* Reading text:
----

NK Cell Deficiency Protects Mice From Experimental Steatohepatitis
To determine the functional significance of activated NK cells in NASH progression, NK cell deficient mice Nfil3-/- and wild-type Nfil3+/+ littermates were fed with CDHF or normal chow for 18 weeks (Figure 2A). The absence of NK cells in Nfil3-/- mice was verified by flow cytometry (Figure 2B). Compared with Nfil3+/+ littermates, Nfil3-/- mice fed CDHF diet showed reduced lobular inflammation and less steatosis by H&E staining (Figure 2C). In line with the histology, decreased lipid accumulation in Nfil3-/- mice was confirmed by reduced Oil Red O staining area (Figure 2C) and hepatic TG (Figure 2D). Moreover, reduction in hepatic TBARs, relative NADP+/nicotinamide adenine dinucleotide phosphate (NADPH) ratio (Figure 2D), and serum ALT and AST levels (Figure 2E) was demonstrated, inferring reduced hepatic lipid peroxidation and hepatocyte damage in Nfil3-/- mice compared with Nfil3+/+ mice fed with CDHF diet. Nuclear factor kappa B (NF-κB) activity was significantly decreased, which was evidenced by lower p-NF-κB p65 protein level in Nfil3-/- mice (Figure 2F). Immunofluorescence staining showed co-staining of DAPI and NF-κB p65, indicating the nucleus translocation (Figure 2G). These findings were confirmed in MCD-induced NASH in Nfil3-/- mice compared with Nfil3+/+ mice. Nfil3-/- mice fed MCD showed improved liver histology with decreased necroinflammation score (Figure 3A), reduced hepatic TG, TBARs, relative NADP+/NADPH ratio (Figure 3B), as well as serum ALT and AST levels (Figure 3C). Moreover, decreased liver p-NF-κB p65 protein expression was identified in Nfil3-/- mice (Figure 3D). Hepatic immune microenvironment was also analyzed in Nfil3-/- mice. In both MCD- and CDHF-induced NASH, there were no significant differences in Kupffer cells, MoMFs, and neutrophils between NFil3-/- mice and wild-type mice (Table 7). These data suggested that phenotypes observed could be largely attributed by NK cell depletion.

----

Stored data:
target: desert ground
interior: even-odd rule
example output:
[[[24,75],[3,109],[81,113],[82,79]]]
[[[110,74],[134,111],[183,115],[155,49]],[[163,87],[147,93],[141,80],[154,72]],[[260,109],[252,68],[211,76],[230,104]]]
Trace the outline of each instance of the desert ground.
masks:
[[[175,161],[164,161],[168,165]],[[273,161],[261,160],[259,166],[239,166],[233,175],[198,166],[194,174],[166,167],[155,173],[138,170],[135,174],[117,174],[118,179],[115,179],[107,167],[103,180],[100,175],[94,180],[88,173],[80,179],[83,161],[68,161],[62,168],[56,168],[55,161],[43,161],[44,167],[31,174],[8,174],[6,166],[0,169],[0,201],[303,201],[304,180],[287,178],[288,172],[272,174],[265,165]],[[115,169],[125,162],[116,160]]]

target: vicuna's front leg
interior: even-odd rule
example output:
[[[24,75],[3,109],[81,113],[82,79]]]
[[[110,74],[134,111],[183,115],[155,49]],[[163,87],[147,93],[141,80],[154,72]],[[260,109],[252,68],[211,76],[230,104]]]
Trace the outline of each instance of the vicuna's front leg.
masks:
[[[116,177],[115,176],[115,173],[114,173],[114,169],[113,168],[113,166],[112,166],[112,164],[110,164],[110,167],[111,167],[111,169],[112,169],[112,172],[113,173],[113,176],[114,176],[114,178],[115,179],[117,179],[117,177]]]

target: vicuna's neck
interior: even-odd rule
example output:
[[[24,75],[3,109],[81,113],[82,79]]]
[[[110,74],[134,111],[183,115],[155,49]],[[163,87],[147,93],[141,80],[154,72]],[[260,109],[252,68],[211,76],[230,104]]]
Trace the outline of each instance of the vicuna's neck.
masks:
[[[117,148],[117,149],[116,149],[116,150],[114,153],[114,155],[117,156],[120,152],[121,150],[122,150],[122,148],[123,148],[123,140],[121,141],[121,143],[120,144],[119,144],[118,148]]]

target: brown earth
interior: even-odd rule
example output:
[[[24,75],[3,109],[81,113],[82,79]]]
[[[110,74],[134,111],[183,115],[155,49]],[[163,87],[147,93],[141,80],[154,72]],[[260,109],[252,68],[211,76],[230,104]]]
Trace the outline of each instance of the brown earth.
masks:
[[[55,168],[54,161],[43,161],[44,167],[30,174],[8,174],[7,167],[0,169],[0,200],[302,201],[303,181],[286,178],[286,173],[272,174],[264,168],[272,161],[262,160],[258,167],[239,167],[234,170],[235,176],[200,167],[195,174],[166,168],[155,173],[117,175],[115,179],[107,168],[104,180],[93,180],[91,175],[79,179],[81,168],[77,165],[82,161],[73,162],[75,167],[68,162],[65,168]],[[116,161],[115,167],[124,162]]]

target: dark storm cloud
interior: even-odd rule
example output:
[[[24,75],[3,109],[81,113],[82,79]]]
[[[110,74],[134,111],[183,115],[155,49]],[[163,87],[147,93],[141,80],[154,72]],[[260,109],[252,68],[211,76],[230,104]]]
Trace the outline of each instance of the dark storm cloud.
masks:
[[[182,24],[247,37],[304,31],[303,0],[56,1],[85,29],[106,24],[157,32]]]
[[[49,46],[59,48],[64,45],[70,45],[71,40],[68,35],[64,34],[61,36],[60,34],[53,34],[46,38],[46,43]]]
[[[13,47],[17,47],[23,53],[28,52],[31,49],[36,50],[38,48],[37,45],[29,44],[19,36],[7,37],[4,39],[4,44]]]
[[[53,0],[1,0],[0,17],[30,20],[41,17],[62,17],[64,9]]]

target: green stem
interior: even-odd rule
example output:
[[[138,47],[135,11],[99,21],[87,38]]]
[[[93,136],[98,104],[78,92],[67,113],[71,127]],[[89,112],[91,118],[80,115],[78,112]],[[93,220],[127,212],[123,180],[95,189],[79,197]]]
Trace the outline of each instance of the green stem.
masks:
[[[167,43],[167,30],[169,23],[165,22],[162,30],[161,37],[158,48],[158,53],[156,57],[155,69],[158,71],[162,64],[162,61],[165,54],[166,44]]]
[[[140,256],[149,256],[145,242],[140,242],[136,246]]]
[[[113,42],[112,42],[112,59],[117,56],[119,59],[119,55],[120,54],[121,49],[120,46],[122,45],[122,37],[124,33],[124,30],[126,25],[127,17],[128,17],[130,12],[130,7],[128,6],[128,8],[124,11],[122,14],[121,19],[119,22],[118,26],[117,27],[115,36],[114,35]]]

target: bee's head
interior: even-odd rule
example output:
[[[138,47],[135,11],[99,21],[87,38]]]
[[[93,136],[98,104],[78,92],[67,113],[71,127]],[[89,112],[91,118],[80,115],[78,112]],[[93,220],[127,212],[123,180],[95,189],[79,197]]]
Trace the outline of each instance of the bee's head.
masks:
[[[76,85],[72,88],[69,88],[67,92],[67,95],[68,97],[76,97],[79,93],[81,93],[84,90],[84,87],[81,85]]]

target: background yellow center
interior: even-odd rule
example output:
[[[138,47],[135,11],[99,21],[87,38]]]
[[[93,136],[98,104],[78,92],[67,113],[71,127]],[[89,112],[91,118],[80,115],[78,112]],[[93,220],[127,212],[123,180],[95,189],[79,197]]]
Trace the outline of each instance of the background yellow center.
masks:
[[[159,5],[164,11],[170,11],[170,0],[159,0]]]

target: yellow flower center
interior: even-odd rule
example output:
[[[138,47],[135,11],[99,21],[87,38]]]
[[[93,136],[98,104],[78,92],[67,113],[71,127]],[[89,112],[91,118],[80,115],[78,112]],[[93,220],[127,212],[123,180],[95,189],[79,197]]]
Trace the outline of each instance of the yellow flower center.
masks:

----

* Task list:
A. In the passage on NK cell deficiency and steatohepatitis, which cell types showed no significant differences between the two groups of mice in both diet models?
B. Continue the passage on NK cell deficiency and steatohepatitis from its last sentence.
You won't need the records for any of this.

* Answers to the exercises:
A. Kupffer cells, MoMFs, and neutrophils.

B.
Figure 2
NK cell deficiency protects mice from CDHF induced experimental steatohepatitis. (A) Animal experiment design for Nfil3+/+ and Nfil3-/- mice fed CDHF diet. (B) Representative FCM plots and NK cell population in Nfil3+/+ and Nfil3-/- mice. (C) Representative images of H&E staining and Oil Red O staining of mouse liver (arrows, inflammation cells). Scale bars, 100 μm. #P < .05, ##P < .01 vs. Nfil3+/+ mice fed CDHF. (D) Hepatic TG, TBARs, and relative NADP+/NADPH ratio of Nfil3+/+ and Nfil3-/- mice fed CDHF or control diet. (E) Serum ALT and AST levels in Nfil3+/+ and Nfil3-/- mice fed CDHF or control diet. (F) Protein level of p-NF-κB p65 in liver of Nfil3+/+ and Nfil3-/- mice fed CDHF diet. (G) Representative images of immunofluorescence staining of NF-κB p65. N = 3–7 per group. ∗P < .05, ∗∗P < .01, ∗∗∗P < .001, ∗∗∗∗P < .0001. WT, wild-type.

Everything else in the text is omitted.